* BEGIN Supplied records *

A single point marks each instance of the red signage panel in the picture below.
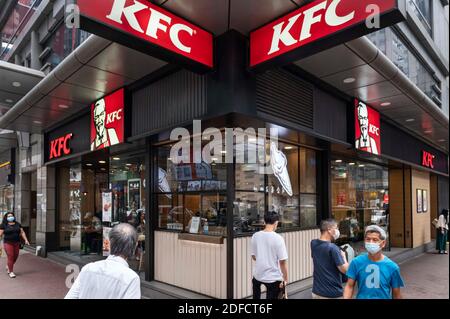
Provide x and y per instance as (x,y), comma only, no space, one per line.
(60,146)
(320,19)
(427,159)
(367,128)
(108,121)
(151,24)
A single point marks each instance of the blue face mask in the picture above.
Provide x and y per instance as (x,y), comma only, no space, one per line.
(372,248)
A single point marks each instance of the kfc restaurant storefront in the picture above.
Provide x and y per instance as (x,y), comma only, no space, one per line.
(337,154)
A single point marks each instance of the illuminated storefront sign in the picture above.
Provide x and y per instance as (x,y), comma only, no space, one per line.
(367,128)
(317,26)
(427,159)
(60,146)
(108,121)
(148,28)
(278,162)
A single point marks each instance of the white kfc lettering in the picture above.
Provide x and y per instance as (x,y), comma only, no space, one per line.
(175,37)
(119,9)
(374,130)
(154,23)
(158,21)
(283,35)
(310,17)
(332,19)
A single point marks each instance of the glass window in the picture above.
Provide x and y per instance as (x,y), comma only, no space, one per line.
(189,190)
(360,197)
(249,211)
(308,171)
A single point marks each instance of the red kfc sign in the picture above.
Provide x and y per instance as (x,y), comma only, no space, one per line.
(427,159)
(149,23)
(60,146)
(367,128)
(319,20)
(107,121)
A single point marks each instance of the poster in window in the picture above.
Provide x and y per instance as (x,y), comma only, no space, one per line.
(419,200)
(424,201)
(134,193)
(195,225)
(106,244)
(107,206)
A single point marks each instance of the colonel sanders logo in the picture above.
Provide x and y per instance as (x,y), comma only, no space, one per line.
(107,121)
(367,128)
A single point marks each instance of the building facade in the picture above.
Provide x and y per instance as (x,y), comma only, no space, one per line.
(76,177)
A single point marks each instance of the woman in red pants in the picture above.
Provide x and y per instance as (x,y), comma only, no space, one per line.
(12,232)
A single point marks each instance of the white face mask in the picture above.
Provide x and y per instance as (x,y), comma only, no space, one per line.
(372,248)
(336,234)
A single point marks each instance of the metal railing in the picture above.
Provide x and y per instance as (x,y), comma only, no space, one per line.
(421,16)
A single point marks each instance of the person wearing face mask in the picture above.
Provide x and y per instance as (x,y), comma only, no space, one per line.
(111,278)
(329,263)
(12,232)
(376,275)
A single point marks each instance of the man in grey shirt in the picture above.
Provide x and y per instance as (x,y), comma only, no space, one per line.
(111,278)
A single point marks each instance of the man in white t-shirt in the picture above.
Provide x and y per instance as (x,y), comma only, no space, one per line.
(270,256)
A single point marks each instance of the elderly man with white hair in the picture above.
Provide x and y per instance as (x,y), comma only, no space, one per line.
(111,278)
(376,275)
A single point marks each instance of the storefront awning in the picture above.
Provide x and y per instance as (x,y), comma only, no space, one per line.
(378,82)
(96,68)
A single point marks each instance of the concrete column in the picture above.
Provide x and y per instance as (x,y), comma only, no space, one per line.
(45,201)
(36,50)
(17,59)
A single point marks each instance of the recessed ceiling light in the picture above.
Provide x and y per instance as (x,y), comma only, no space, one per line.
(349,80)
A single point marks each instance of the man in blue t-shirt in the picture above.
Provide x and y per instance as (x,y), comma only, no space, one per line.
(329,262)
(376,275)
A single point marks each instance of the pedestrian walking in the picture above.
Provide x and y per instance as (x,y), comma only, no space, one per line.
(111,278)
(270,256)
(376,275)
(13,233)
(329,261)
(442,232)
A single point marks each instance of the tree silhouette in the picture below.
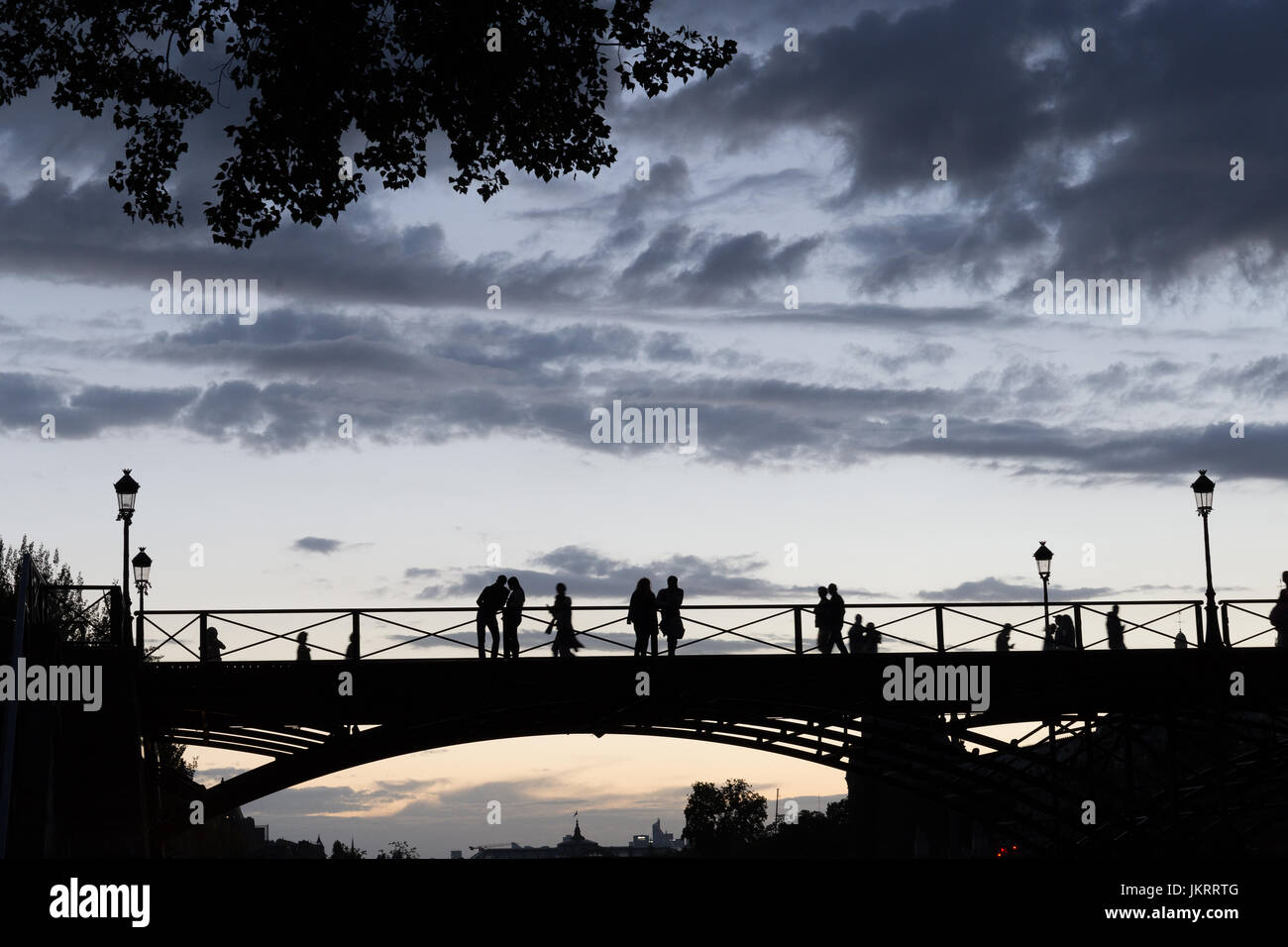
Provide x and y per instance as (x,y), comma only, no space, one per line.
(505,80)
(399,849)
(721,819)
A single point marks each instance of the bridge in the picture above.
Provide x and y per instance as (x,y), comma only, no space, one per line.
(747,676)
(1166,742)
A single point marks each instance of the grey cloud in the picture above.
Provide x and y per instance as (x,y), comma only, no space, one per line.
(317,544)
(1042,141)
(993,589)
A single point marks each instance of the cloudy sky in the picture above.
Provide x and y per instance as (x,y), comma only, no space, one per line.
(910,431)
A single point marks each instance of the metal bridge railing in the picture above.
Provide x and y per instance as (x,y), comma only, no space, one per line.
(732,628)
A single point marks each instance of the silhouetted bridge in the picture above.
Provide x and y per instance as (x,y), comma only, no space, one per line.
(1162,740)
(1172,746)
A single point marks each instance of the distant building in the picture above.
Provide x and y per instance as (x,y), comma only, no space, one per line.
(578,845)
(665,840)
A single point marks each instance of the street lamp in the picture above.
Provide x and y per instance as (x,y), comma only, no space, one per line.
(1043,560)
(127,492)
(142,567)
(1203,488)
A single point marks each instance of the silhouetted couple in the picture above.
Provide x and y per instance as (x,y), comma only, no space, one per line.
(829,618)
(506,596)
(643,616)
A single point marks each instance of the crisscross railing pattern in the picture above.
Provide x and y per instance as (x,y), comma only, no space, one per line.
(729,628)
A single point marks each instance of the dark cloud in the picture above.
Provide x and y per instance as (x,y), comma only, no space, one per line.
(317,544)
(1044,144)
(993,589)
(593,575)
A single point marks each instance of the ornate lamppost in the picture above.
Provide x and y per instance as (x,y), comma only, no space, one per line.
(1203,488)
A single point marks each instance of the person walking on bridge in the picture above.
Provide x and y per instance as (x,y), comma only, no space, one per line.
(1279,620)
(561,620)
(1115,630)
(669,602)
(511,616)
(211,647)
(835,621)
(643,616)
(820,618)
(489,602)
(857,635)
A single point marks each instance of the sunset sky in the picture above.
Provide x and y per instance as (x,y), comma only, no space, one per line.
(815,425)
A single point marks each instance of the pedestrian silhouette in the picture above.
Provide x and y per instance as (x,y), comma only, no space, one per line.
(669,602)
(835,620)
(1279,620)
(1115,629)
(510,617)
(211,647)
(561,621)
(1065,637)
(857,635)
(643,616)
(820,607)
(489,602)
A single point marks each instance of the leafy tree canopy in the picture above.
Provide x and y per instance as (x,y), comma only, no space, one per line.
(721,819)
(505,80)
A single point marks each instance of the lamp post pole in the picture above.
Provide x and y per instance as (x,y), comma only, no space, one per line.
(1203,489)
(1043,557)
(127,491)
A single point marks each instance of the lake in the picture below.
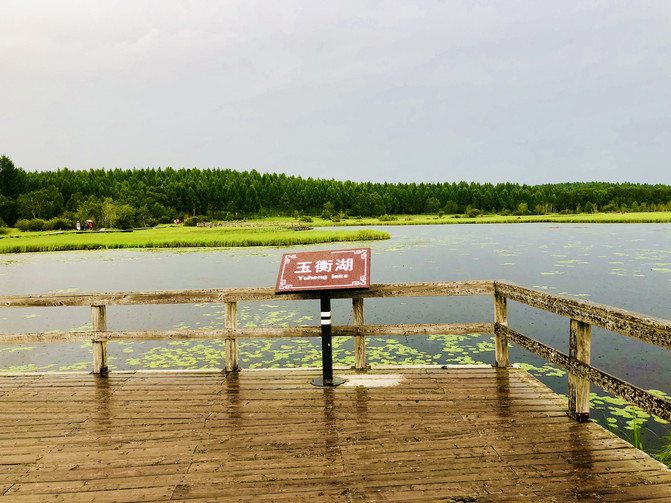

* END Supplied records *

Convert the rows starting at the one containing "A single point marks each instance of the lamp" and ending at the last row into a Markdown table with columns n and Line, numbering each row and skipping blank lines. Leave the pictures out.

Complete response:
| n | Line |
|---|---|
| 1 | A single point marks each instance of the lamp post pole in the picture above. |
| 2 | Provide x and y per instance as (x,y), comma only, no space, one per line. |
| 3 | (1203,489) |
| 4 | (1043,557) |
| 5 | (127,491) |
| 6 | A single point marks each instance of the lake in the picture below. |